▶ [Your goal]: Report every line of the data where the string "turquoise" appears.

▶ [Supplied records]:
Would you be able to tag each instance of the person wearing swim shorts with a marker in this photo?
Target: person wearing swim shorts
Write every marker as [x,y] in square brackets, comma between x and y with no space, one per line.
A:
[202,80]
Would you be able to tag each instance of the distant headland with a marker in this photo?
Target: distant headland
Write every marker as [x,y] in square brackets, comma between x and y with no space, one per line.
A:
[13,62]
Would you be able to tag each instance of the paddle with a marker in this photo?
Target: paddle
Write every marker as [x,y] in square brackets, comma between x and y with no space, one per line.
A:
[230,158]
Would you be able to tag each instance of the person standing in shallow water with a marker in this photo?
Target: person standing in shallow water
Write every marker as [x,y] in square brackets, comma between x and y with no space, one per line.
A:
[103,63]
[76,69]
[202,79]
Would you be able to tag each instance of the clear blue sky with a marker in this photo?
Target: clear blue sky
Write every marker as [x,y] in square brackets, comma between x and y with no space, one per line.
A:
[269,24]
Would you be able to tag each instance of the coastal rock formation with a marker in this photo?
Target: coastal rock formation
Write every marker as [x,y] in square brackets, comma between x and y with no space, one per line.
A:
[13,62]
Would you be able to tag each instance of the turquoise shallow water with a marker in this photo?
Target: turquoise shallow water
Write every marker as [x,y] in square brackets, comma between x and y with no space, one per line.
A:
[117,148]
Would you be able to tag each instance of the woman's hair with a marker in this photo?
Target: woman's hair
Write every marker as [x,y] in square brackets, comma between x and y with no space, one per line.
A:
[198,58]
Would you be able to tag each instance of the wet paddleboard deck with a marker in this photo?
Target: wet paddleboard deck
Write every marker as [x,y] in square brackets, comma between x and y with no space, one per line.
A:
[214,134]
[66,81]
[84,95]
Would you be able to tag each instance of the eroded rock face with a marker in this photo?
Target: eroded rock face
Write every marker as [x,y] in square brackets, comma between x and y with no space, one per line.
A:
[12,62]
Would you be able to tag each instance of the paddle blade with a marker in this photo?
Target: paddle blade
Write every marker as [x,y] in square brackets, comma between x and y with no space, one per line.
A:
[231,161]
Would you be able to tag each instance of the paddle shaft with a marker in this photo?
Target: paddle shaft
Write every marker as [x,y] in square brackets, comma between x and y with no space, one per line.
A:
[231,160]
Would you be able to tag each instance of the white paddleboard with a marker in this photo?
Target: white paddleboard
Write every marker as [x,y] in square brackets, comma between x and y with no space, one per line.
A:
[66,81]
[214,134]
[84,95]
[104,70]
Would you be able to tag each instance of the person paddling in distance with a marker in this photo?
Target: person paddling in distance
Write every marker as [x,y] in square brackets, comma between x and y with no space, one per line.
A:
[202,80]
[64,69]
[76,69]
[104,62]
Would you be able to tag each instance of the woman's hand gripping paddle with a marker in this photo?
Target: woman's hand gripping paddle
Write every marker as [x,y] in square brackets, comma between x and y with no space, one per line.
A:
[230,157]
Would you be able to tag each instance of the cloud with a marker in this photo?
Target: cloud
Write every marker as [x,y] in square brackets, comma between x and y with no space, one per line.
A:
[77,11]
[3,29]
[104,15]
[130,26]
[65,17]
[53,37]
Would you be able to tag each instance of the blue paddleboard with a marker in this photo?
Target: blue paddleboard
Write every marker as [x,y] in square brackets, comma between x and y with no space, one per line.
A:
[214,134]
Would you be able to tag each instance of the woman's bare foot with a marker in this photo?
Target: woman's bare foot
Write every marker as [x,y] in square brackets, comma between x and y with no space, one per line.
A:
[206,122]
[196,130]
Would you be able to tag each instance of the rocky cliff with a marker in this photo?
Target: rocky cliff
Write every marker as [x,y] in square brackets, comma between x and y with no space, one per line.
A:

▶ [Response to the exercise]:
Would you be able to tag each instance of the turquoise shallow water with a marker in this photo?
Target: turquoise shallow water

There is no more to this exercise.